_TASK TO COMPLETE_:
Copy word for word the lines below, starting with the line containing "Where can you spot the patterned" and going on through the line containing "column 53, row 60", with both of those lines included. Reproduce only those lines.
===== DATA FOR PROCESSING
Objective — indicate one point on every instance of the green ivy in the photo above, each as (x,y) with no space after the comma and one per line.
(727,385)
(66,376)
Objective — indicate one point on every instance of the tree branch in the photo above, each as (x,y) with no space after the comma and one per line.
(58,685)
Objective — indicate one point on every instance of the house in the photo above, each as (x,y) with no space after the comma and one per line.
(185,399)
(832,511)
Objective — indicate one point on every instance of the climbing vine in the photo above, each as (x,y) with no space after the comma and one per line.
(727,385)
==========
===== DATA FOR PROCESSING
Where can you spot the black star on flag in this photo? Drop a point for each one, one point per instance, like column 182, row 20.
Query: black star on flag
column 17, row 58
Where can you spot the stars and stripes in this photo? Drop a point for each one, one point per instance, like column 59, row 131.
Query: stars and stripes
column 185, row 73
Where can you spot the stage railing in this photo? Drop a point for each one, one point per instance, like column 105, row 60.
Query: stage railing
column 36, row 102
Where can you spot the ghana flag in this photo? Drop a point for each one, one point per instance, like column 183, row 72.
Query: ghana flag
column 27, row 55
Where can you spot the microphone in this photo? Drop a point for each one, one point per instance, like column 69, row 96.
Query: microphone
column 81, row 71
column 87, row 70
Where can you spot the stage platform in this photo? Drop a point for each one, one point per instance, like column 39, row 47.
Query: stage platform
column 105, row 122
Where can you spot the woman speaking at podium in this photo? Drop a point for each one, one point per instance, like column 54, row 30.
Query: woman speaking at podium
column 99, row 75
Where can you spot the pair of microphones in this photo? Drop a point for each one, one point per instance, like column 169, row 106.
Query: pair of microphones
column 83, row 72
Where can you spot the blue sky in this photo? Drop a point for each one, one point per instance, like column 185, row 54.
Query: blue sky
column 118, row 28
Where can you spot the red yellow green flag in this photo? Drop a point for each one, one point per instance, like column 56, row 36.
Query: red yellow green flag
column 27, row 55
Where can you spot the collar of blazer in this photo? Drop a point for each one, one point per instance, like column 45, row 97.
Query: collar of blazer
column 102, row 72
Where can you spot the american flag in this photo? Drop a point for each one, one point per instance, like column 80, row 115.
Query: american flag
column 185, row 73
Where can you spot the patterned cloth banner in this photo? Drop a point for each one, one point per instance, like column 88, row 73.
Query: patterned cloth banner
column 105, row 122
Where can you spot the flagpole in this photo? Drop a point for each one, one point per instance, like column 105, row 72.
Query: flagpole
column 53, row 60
==========
===== DATA FOR PROCESSING
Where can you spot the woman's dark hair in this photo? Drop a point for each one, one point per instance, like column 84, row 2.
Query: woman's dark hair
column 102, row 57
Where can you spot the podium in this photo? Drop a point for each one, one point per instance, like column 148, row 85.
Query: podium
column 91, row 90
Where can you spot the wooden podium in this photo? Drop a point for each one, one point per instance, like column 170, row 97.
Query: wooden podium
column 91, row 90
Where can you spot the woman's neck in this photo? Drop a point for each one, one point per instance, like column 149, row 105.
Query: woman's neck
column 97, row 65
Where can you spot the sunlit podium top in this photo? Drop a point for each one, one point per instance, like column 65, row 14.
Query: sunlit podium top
==========
_COMPLETED EXERCISE_:
Where can you spot the patterned cloth banner in this photo? Drop a point for each one, one point per instance, like column 88, row 73.
Query: patterned cloth banner
column 105, row 122
Where can you spot the flagpole in this photo? Drop a point for each one, one point per instance, like column 105, row 72.
Query: flagpole
column 53, row 60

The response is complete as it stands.